• _Requirement_:
Filter the records below for the word "single". Keep each line that has it.

================================

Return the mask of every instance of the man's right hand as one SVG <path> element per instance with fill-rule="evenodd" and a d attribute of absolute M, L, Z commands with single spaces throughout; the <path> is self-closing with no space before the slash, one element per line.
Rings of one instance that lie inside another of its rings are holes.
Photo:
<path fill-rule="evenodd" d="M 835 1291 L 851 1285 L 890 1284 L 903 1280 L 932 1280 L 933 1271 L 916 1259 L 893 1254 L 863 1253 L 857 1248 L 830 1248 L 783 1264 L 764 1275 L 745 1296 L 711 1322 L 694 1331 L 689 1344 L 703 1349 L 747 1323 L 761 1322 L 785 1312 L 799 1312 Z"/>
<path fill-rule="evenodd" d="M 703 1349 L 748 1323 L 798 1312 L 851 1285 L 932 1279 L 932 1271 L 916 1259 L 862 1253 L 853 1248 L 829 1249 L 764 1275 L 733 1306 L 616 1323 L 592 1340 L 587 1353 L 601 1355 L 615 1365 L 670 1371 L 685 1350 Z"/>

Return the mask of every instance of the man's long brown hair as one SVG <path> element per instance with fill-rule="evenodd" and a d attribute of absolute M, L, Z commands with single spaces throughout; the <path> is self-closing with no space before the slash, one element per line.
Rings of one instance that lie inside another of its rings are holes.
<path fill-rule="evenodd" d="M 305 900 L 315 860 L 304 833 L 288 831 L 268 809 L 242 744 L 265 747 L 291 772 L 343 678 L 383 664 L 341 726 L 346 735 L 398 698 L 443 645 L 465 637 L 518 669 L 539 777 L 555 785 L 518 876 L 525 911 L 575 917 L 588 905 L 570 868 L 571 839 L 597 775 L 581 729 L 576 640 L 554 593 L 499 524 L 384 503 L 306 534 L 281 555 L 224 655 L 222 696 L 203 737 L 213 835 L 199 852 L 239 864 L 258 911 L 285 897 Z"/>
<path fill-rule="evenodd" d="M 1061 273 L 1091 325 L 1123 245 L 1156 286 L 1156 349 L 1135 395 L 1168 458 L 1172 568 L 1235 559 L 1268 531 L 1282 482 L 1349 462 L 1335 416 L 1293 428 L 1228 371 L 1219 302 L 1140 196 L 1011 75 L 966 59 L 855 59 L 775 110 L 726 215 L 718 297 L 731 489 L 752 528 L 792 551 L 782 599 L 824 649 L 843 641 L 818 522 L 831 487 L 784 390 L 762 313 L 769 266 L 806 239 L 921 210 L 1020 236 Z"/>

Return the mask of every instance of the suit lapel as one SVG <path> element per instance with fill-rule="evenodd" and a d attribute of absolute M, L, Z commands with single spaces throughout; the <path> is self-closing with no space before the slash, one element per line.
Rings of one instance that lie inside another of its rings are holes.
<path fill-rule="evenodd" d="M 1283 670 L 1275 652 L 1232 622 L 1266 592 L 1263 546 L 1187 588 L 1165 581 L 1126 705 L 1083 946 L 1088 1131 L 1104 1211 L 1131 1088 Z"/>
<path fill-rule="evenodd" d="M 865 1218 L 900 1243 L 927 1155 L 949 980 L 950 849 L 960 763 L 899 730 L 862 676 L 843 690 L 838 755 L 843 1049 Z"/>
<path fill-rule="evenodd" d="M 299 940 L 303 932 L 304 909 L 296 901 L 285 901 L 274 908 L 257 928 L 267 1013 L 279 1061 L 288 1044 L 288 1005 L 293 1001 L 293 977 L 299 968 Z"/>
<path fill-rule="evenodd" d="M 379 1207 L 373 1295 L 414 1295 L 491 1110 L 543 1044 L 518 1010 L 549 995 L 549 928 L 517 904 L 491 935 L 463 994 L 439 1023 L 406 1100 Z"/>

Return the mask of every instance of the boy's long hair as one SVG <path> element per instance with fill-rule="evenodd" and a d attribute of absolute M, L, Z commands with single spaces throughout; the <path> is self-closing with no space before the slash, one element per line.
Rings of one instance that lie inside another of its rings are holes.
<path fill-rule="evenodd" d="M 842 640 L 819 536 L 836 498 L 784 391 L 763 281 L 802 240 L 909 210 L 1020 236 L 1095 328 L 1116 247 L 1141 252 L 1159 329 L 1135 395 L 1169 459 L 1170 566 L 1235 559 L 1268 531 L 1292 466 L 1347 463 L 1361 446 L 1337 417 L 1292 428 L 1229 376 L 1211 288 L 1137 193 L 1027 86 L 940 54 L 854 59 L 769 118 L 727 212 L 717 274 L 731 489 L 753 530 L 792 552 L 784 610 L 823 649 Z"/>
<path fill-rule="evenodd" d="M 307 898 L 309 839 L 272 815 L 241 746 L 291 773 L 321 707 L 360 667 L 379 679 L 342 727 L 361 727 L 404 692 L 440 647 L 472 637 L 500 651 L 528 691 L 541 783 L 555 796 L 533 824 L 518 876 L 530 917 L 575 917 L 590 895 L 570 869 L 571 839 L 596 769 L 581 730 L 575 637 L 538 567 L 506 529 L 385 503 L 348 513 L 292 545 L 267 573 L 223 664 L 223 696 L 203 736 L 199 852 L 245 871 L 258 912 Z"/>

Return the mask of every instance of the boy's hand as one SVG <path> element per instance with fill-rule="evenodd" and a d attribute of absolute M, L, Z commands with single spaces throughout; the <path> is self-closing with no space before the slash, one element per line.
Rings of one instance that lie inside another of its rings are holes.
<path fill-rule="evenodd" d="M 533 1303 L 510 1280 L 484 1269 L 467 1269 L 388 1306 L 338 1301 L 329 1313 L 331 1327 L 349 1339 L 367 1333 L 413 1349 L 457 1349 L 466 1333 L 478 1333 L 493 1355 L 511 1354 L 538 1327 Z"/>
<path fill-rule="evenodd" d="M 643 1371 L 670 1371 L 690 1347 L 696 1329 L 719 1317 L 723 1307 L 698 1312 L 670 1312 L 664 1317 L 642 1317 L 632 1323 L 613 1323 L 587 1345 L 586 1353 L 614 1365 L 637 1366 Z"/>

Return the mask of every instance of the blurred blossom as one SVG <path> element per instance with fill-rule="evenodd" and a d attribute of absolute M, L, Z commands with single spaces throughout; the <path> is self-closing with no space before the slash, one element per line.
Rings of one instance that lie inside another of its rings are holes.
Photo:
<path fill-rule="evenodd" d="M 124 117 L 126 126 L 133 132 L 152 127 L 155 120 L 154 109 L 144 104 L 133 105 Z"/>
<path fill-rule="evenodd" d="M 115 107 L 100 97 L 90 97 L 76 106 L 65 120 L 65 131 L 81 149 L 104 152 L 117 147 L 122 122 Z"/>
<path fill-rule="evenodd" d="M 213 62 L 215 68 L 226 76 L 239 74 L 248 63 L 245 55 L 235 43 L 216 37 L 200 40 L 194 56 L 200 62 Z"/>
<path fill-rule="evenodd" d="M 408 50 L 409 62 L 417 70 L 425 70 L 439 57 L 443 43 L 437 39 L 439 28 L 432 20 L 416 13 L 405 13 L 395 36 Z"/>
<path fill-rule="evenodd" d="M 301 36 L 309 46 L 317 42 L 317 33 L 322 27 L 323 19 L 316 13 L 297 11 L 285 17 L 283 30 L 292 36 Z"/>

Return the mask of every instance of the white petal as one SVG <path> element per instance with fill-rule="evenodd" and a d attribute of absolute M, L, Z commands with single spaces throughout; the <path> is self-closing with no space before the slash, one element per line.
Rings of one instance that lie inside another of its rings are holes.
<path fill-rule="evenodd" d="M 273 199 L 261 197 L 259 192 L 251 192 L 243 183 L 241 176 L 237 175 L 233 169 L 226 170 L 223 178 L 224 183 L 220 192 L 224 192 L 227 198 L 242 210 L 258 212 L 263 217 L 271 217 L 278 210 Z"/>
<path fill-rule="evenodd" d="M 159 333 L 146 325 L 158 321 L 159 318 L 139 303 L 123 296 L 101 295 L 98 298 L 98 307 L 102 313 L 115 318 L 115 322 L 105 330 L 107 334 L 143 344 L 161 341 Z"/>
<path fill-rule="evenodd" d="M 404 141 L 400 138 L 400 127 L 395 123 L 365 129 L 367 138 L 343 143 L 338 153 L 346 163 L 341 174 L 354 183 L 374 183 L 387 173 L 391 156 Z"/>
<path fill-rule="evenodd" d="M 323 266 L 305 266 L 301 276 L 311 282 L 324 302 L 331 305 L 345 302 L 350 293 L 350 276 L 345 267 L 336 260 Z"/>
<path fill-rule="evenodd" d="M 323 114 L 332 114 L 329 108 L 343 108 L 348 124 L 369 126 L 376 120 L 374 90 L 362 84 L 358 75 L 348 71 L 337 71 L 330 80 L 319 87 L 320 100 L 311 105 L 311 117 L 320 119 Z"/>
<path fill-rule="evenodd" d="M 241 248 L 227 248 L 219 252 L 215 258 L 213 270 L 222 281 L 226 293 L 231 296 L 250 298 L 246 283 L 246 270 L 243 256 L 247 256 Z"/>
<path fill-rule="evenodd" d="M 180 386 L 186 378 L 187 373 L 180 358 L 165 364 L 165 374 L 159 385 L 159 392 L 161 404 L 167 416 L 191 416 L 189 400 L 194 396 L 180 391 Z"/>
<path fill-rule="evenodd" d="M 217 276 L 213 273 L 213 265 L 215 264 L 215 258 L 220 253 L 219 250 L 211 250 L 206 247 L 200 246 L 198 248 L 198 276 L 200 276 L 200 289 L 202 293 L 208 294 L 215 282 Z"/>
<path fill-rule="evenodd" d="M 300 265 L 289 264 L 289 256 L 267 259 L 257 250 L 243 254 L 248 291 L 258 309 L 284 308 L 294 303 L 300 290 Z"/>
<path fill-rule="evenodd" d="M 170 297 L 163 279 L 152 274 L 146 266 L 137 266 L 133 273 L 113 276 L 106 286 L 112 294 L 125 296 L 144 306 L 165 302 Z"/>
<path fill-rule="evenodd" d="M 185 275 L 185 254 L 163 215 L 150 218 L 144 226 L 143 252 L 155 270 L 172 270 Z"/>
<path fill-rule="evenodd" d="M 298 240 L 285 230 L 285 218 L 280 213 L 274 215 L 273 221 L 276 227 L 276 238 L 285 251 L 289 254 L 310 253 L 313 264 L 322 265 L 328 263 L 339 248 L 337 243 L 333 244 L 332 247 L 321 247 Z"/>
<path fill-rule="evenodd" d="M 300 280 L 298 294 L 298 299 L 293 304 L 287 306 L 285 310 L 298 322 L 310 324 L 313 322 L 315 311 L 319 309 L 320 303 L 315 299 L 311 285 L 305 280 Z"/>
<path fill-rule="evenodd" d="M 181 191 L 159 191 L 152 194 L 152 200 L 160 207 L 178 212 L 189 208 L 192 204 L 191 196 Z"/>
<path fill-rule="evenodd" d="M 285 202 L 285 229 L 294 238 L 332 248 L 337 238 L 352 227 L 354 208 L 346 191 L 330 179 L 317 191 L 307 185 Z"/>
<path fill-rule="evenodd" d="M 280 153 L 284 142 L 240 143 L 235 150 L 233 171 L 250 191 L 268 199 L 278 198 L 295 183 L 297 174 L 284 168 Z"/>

================================

• _Exercise answer_:
Return the mask of every instance of the man's right hand as one SVG <path> element per instance with fill-rule="evenodd" and a d attribute of absolute M, L, Z commands with single spaces throughout; the <path> is self-closing with no space before the slash, one element per line.
Return the mask of every instance of the man's long brown hair as one SVG <path> element per instance with fill-rule="evenodd" and a d attribute of absolute M, L, Z commands with single spaces throughout; the <path> is self-closing with no space before the slash, one element per line.
Return the mask of every instance of the suit lapel as one SVG <path> element per instance with fill-rule="evenodd" and a d attribute of absolute M, L, Z commands with single spaces throughout; the <path> is self-closing with no space before the slash, one element per line.
Return the mask of every instance of the boy's long hair as one SVG <path> element per instance with fill-rule="evenodd" and a d attribute of absolute M, L, Z commands with single spaces throughout; the <path> is self-closing with no space before the slash, one element per line.
Return the mask of every instance of the boy's hand as one SVG <path> element per instance with fill-rule="evenodd" and a d attribute of absolute M, L, Z commands with single spaces throughout; the <path> is self-closing with no space before the slash, one element per line.
Return the mask of every instance of the blurred blossom as one SVG <path> element per instance with fill-rule="evenodd" and a d attribute of absolute M, L, Z commands with single spaces throughout; the <path> is self-closing with no space before the slash, one element per line.
Return the mask of every instance of the white petal as one SVG <path> element per instance with fill-rule="evenodd" and a d attribute of absolute M, L, Z commands with single spaces throughout; the <path> is self-closing with no space before the slash, one element per line.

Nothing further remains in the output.